- [TASK LIST]
(a) According to the proof about squares modulo 4, what remainders can the square of any integer leave after division by 4?
(b) Please translate this sentence from the proof about squares modulo 4 into Spanish: "Note that we cannot have a remainder of 3, since this has exhausted all the possibilities."
(c) Reproduce the proof about squares modulo 4 from "If $r = 0$ then" to "where $r=0$ or $r=1$.", renaming "integer" as "whole number".
— start PASSAGE SHOWN —
If $r = 0$ then $r^2=0$. So $n^2=4k'$ for some $k'$.

If $r=1$ then $r^2=1$. So $n^2=4k'+1$ for some $k'$.

If $r=2$ then $r^2=4$. So $n^2=4k'$ for some $k'$.

If $r=3$ then $r^2 = 9 = 2\cdot 4 + 1$. So $n^2 = 4k'+1$ for some $k'$.

Thus the square of every integer can be expressed as $n^2 = 4k + r$ where $r=0$ or $r=1$.

Thus the sum of two squares can have the following remainders after division by 4:

$$1+1=2$$ $$1+0=1$$ $$0+0=0$$

Note that we cannot have a remainder of 3, since this has exhausted all the possibilities.
— end PASSAGE SHOWN —
— start DATA LINES —
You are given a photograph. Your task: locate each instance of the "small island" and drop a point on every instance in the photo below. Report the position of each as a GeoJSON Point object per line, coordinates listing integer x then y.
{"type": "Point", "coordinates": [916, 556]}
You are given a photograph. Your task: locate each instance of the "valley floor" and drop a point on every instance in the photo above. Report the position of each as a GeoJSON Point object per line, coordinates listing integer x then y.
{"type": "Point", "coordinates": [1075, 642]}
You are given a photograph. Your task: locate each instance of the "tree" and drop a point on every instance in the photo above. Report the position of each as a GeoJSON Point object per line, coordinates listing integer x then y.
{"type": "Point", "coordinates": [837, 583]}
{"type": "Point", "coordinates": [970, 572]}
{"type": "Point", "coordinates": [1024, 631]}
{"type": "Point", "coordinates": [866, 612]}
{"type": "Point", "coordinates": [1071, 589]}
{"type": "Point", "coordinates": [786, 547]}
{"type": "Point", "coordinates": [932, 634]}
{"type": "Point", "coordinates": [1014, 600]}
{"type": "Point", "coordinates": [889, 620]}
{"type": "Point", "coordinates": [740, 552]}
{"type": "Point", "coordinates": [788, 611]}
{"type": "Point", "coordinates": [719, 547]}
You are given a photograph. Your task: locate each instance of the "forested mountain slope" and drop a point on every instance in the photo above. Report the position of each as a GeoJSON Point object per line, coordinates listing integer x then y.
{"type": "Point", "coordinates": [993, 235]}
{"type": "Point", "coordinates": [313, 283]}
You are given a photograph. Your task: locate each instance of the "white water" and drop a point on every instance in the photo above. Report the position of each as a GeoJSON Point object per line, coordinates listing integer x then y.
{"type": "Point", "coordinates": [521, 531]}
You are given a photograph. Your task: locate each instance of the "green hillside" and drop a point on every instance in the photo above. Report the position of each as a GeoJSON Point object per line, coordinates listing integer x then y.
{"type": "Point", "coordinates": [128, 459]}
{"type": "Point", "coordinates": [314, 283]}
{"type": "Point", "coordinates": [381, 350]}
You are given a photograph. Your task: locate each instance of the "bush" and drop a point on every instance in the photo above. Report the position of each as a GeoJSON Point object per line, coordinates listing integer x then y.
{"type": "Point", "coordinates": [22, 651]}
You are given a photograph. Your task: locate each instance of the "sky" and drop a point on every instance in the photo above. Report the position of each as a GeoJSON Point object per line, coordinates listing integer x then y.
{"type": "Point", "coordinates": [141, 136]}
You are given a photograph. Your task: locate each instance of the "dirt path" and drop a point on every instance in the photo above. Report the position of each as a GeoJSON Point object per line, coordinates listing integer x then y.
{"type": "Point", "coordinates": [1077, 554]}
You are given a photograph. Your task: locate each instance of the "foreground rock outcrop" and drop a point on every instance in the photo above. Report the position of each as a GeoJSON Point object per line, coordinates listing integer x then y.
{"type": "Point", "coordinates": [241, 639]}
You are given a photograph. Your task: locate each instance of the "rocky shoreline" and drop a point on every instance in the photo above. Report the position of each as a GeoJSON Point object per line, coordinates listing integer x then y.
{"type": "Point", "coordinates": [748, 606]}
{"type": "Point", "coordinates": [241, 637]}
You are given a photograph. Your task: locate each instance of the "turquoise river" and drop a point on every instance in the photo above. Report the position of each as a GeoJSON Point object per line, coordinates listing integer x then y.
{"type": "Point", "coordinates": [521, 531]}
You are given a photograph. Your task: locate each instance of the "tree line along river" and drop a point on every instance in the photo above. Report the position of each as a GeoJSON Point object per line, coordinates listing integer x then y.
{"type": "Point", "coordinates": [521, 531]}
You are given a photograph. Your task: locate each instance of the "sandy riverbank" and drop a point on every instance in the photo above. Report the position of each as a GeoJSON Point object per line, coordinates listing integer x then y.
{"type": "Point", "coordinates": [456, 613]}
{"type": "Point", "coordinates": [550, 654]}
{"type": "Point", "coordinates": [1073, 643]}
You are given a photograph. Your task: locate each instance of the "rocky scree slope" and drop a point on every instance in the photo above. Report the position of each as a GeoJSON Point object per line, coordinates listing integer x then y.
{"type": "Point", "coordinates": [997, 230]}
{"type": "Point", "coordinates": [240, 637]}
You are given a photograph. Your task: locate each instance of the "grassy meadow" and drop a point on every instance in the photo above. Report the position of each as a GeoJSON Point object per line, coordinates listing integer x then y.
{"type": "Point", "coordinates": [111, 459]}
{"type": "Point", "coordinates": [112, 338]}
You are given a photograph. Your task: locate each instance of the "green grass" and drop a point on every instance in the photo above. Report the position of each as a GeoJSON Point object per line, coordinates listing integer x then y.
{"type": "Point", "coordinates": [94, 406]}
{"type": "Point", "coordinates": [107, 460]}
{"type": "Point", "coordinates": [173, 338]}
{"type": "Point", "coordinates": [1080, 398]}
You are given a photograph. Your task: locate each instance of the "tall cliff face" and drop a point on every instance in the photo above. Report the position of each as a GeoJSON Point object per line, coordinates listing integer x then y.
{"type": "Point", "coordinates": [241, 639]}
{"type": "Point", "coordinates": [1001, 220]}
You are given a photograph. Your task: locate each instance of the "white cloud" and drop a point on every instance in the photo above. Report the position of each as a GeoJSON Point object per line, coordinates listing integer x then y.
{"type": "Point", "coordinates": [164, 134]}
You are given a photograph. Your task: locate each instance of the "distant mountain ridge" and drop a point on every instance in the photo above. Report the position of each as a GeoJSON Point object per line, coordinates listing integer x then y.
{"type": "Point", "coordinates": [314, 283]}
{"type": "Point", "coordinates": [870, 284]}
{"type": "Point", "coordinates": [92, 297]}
— end DATA LINES —
- [RESPONSE LIST]
(a) Only 0 or 1.

(b) Nótese que no podemos obtener un residuo de 3, puesto que con esto se han agotado todas las posibilidades.

(c)
If $r = 0$ then $r^2=0$. So $n^2=4k'$ for some $k'$.

If $r=1$ then $r^2=1$. So $n^2=4k'+1$ for some $k'$.

If $r=2$ then $r^2=4$. So $n^2=4k'$ for some $k'$.

If $r=3$ then $r^2 = 9 = 2\cdot 4 + 1$. So $n^2 = 4k'+1$ for some $k'$.

Thus the square of every whole number can be expressed as $n^2 = 4k + r$ where $r=0$ or $r=1$.